Exercise objective
From the line containing "Each instance of the curved" through the last line of the entries, set down every line exactly and add nothing.
Top of Material shown
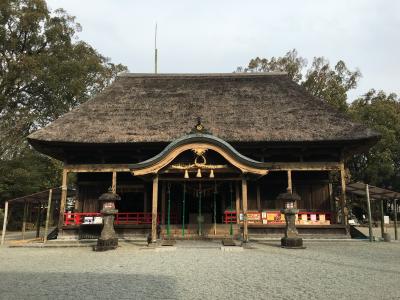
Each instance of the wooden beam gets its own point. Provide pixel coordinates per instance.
(3, 233)
(64, 190)
(46, 228)
(244, 200)
(237, 202)
(114, 183)
(38, 220)
(154, 210)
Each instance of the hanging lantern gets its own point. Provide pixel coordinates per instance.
(212, 173)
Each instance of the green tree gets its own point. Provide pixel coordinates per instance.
(381, 165)
(45, 71)
(321, 80)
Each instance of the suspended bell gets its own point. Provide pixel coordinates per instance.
(212, 173)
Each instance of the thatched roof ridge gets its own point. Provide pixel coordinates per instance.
(236, 107)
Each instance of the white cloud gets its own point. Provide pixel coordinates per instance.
(217, 36)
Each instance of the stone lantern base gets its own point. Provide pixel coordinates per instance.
(108, 244)
(293, 242)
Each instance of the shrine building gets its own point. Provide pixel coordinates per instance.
(204, 156)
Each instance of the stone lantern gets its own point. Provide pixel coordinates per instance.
(108, 239)
(291, 238)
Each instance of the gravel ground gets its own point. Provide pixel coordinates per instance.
(200, 270)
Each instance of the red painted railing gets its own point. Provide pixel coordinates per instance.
(230, 216)
(134, 218)
(120, 218)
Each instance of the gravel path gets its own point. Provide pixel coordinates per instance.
(325, 270)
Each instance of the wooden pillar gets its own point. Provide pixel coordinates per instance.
(244, 200)
(290, 185)
(395, 219)
(154, 210)
(3, 233)
(332, 202)
(382, 219)
(38, 220)
(237, 203)
(64, 190)
(343, 196)
(114, 183)
(258, 197)
(46, 228)
(163, 190)
(24, 219)
(371, 237)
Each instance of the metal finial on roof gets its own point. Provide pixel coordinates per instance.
(199, 128)
(155, 50)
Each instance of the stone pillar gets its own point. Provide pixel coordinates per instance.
(64, 190)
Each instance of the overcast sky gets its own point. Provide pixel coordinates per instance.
(217, 36)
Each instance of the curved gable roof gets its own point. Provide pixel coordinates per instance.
(205, 141)
(255, 107)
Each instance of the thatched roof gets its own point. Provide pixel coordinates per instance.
(265, 107)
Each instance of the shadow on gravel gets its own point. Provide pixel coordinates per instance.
(295, 253)
(21, 285)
Bottom of Material shown
Answer space
Each instance of the curved gable roof gets its own point. Provide pixel coordinates per instance.
(205, 141)
(255, 107)
Each instance of the thatched roof gets its own point. Provide pixel coordinates per instance.
(265, 107)
Each instance of the shadow on gravel gets its own point. Provide pixel coordinates per instance.
(295, 253)
(21, 285)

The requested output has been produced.